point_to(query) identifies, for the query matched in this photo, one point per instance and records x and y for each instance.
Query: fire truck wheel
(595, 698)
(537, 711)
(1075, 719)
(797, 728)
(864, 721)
···
§ **AIM**
Switch every "fire truck wheel" in the records to "fire engine wheel" and write the lines out again, leaving everything else as it is.

§ **SOLUTION TO THE EXERCISE**
point_to(query) identifies, for the query matched in this photo, one point per instance and records x and y for each instance.
Query: fire engine wheel
(595, 698)
(537, 711)
(1075, 719)
(797, 728)
(864, 721)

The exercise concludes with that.